___ Trecho da página ___

A democracia chinesa não teria podido derrocar o velho regime na China e conquistar a República sem um imenso crescimento espiritual e revolucionário das massas. Esse crescimento pressupõe e engendra a mais sincera condolência pela situação das massas trabalhadoras, o ódio mais obstinado aos opressores e exploradores. Porém, na Europa e na América, de onde os chineses avançados – todos os chineses, porquanto eles tenham passado esse crescimento – tomaram suas ideias emancipadoras, já está colocada a tarefa de libertar-se da burguesia, quer dizer, de passar ao socialismo. Daí que se conclui, inelutavelmente, a simpatia dos democratas chineses pelo socialismo, seu socialismo subjetivo.
Os democratas chineses são socialistas subjetivamente porque estão contra a exploração e a opressão das massas. Porém, as condições objetivas da China – país atrasado, agrícola, semifeudal - planteiam, à ordem do dia na vida de um povo de quase quinhentos milhões de seres, um só tipo determinado, original do ponto de vista histórico, dessa opressão e dessa exploração: o feudalismo. O feudalismo se baseava no predomínio do gênero de vida agrícola e da economia natural; a fonte da exploração feudal do campesinato chinês era sua ligação, de uma ou outra forma, à terra; os expoentes político dessa exploração eram os senhores feudais todos juntos, e cada um por seu lado, com o bogdichán a cabeça, como chefe do sistema.
E resulta que, dos pensamentos e programas subjetivamente socialistas do democrata chinês, se obtém na prática um programa de “modificação de todas as bases jurídicas” da “propriedade imóvel” e mais nada, um programa de abolição da exploração feudal e mais nada.
Aqui está a essência do populismo de Sun Yat-sen, de seu programa progressista, combativo e revolucionário de transformações agrárias democráticas burguesas e de sua teoria supostamente socialista.

___ Dados de entrada ___

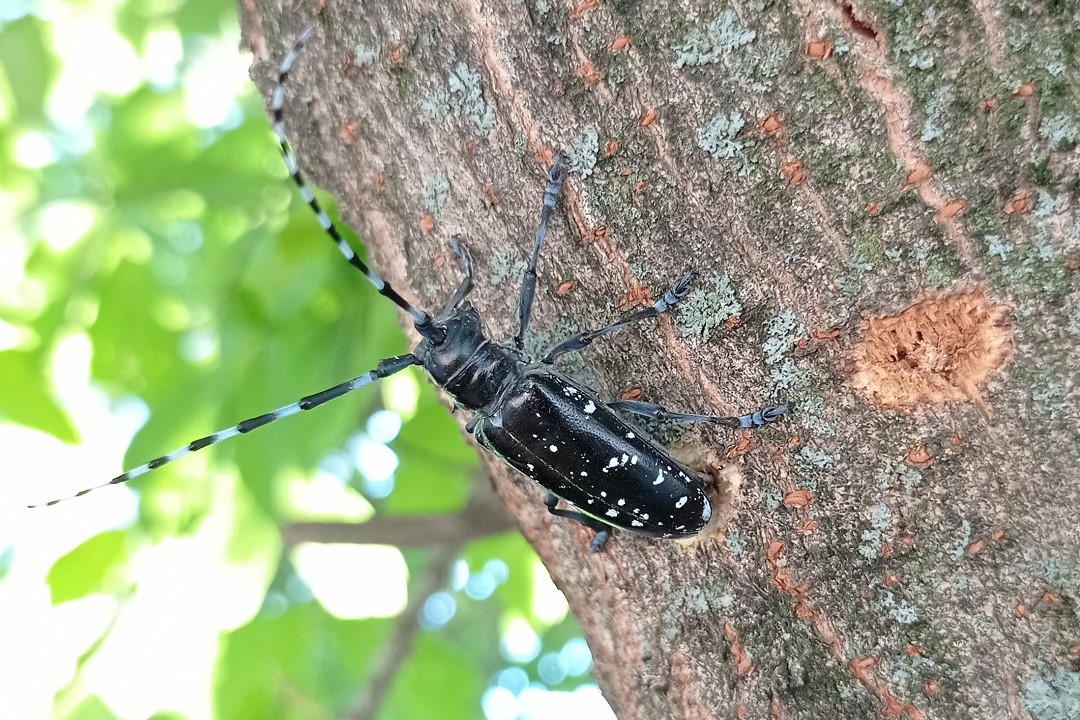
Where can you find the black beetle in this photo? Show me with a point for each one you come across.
(531, 416)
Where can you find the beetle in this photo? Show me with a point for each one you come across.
(538, 420)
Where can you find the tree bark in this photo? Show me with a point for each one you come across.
(889, 190)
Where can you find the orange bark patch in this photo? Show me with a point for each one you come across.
(949, 209)
(819, 49)
(588, 73)
(940, 350)
(771, 125)
(918, 175)
(740, 447)
(427, 223)
(1026, 90)
(583, 8)
(1020, 203)
(919, 456)
(793, 173)
(738, 652)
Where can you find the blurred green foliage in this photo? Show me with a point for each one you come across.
(206, 290)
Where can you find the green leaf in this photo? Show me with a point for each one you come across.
(83, 570)
(91, 708)
(27, 399)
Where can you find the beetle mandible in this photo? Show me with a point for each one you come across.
(535, 418)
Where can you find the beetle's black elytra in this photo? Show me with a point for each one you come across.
(539, 421)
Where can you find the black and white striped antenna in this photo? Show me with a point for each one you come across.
(387, 367)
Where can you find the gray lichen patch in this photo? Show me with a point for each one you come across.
(718, 136)
(941, 349)
(462, 97)
(434, 193)
(581, 155)
(704, 46)
(705, 309)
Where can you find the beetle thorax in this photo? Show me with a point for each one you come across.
(473, 369)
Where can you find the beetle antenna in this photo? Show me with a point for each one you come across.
(420, 317)
(386, 368)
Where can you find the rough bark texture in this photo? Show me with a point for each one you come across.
(906, 544)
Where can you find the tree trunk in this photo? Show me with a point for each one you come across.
(878, 200)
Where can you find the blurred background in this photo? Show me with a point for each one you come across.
(159, 281)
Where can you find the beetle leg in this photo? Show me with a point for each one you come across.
(466, 286)
(555, 177)
(766, 416)
(663, 304)
(603, 531)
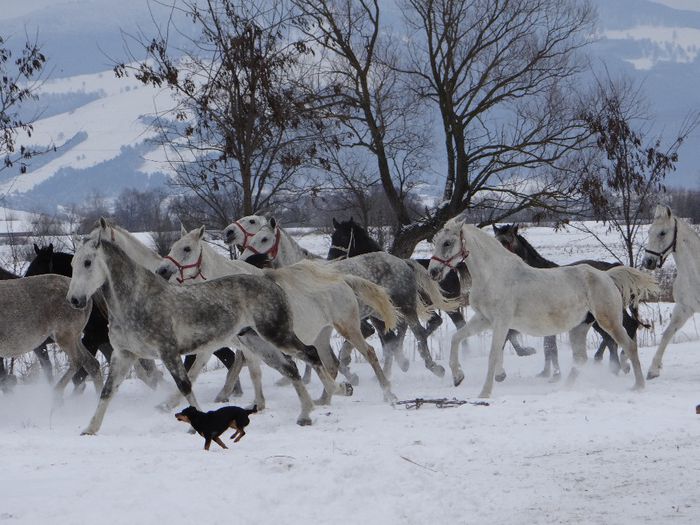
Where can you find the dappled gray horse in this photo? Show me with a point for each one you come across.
(35, 309)
(152, 318)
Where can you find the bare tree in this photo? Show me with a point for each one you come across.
(20, 77)
(500, 73)
(365, 94)
(626, 178)
(241, 127)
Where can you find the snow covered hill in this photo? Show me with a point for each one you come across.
(101, 124)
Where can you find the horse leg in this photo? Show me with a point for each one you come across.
(679, 316)
(286, 366)
(201, 359)
(42, 354)
(119, 366)
(232, 378)
(515, 339)
(478, 323)
(354, 335)
(422, 340)
(495, 360)
(345, 358)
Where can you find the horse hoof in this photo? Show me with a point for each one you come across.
(525, 351)
(438, 370)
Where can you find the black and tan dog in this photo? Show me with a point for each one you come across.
(210, 425)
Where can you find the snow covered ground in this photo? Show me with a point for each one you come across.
(542, 452)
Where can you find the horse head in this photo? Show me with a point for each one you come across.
(662, 238)
(42, 262)
(184, 257)
(508, 236)
(265, 242)
(450, 250)
(89, 269)
(240, 232)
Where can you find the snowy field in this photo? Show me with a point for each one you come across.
(542, 452)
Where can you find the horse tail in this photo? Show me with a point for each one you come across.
(376, 298)
(634, 285)
(430, 295)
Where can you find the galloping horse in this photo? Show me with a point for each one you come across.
(670, 236)
(507, 293)
(321, 299)
(152, 318)
(350, 239)
(34, 309)
(406, 281)
(509, 237)
(96, 331)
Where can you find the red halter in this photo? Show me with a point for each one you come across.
(182, 267)
(272, 251)
(463, 253)
(246, 234)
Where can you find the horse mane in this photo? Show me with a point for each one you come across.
(6, 275)
(362, 235)
(532, 256)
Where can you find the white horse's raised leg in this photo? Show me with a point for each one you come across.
(498, 340)
(119, 366)
(478, 323)
(679, 317)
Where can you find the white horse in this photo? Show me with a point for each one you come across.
(507, 293)
(406, 281)
(321, 298)
(670, 236)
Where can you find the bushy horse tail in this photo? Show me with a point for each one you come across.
(376, 298)
(430, 295)
(634, 285)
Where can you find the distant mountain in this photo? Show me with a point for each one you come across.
(100, 123)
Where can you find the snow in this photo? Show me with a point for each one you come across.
(674, 44)
(592, 452)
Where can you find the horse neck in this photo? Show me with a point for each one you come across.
(290, 251)
(488, 261)
(687, 249)
(138, 251)
(126, 280)
(531, 256)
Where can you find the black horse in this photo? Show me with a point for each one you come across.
(350, 239)
(510, 238)
(7, 380)
(96, 332)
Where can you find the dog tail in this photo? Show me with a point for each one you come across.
(430, 295)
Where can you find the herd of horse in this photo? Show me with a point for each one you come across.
(278, 303)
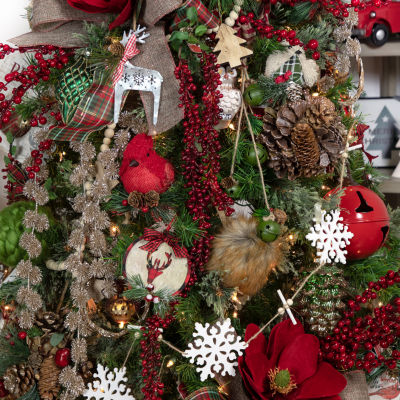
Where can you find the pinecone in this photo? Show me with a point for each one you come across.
(48, 382)
(320, 112)
(294, 92)
(320, 303)
(279, 145)
(305, 147)
(49, 322)
(19, 379)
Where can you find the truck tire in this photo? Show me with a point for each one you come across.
(379, 35)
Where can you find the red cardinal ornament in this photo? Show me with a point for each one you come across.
(142, 169)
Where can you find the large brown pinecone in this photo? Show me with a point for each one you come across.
(320, 112)
(19, 379)
(305, 146)
(48, 382)
(279, 145)
(303, 137)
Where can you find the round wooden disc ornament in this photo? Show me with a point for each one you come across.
(159, 260)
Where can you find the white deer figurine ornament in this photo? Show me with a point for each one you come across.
(136, 78)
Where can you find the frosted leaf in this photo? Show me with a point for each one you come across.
(330, 237)
(108, 385)
(215, 349)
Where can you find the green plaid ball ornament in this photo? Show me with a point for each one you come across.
(73, 85)
(294, 66)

___

• Instrução A:
Você pode reescrever em forma de lista o parágrafo do trecho da página que começa com “Os democratas chineses são socialistas”, mantendo seus fatos principais?
• Instrução B:
Você pode reproduzir a listagem, começando pela linha que contém “Where can you find the green plaid” e parando no fim da listagem, renomeando “plaid” para “tartan” e deixando todo o resto igual?

• Resultado da tarefa A:
- Os democratas chineses são socialistas subjetivamente, por se oporem à exploração e à opressão das massas.
- As condições objetivas da China colocam na ordem do dia um só tipo determinado de opressão e exploração: o feudalismo. O país é atrasado, agrícola e semifeudal, com um povo de quase quinhentos milhões de seres.
- O feudalismo se baseava no predomínio do gênero de vida agrícola e da economia natural.
- A fonte da exploração feudal do campesinato chinês era sua ligação, de uma ou outra forma, à terra.
- Os expoentes políticos dessa exploração eram os senhores feudais. O bogdichán estava à frente deles como chefe do sistema.

• Resultado da tarefa B:
Where can you find the green tartan ball ornament in this photo? Show me with a point for each one you come across.
(73, 85)
(294, 66)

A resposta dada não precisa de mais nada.